PRAM: Pooling RNA-seq and Assembling Models

knitr::opts_chunk$set(
    collapse = TRUE,
    comment = "#>"
)

Introduction

Pooling RNA-seq and Assembling Models (PRAM) is an R package that utilizes multiple RNA-seq datasets to predict transcript models. The workflow of PRAM contains four steps. Figure 1 shows each step with function name and associated key parameters. In addition, we provide a function named evalModel() to evaluate prediction accuracy by comparing transcript models with true transcripts. In the later sections of this vignette, we will describe each function in details.

knitr::include_graphics("workflow_noScreen.jpg")

Installation

From GitHub

Start R and enter:

devtools::install_github('pliu55/pram')

From Bioconductor

Start R and enter:

if (!requireNamespace("BiocManager", quietly = TRUE))
    install.packages("BiocManager")
BiocManager::install("pram")

For different versions of R, please refer to the appropriate Bioconductor release.

Quick start

Description

PRAM provides a function named runPRAM() to let you conveniently run through the whole workflow.

For a given gene annotation and RNA-seq alignments, you can predict transcript models in intergenic genomic regions:

##
## assuming the stringtie binary is in folder /usr/local/stringtie-1.3.3/
##
pram::runPRAM(  in_gtf, in_bamv, out_gtf, method='plst',
                stringtie='/usr/loca/stringtie-1.3.3/stringtie')

:: Input data ::
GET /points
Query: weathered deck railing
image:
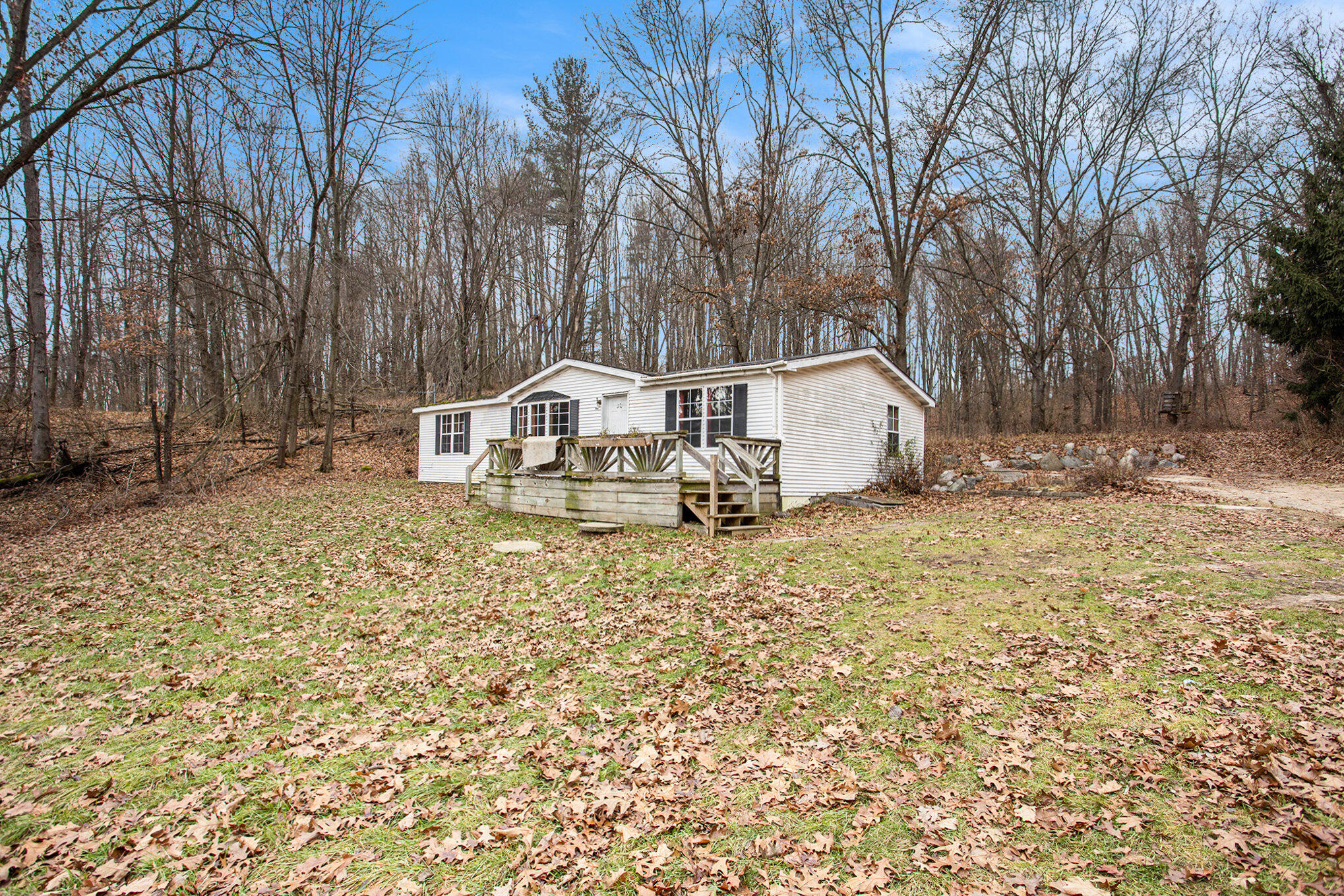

:: Work to complete ::
In the PRAM vignette, which function evaluates prediction accuracy by comparing transcript models with true transcripts?

:: Exercise output ::
The evalModel() function.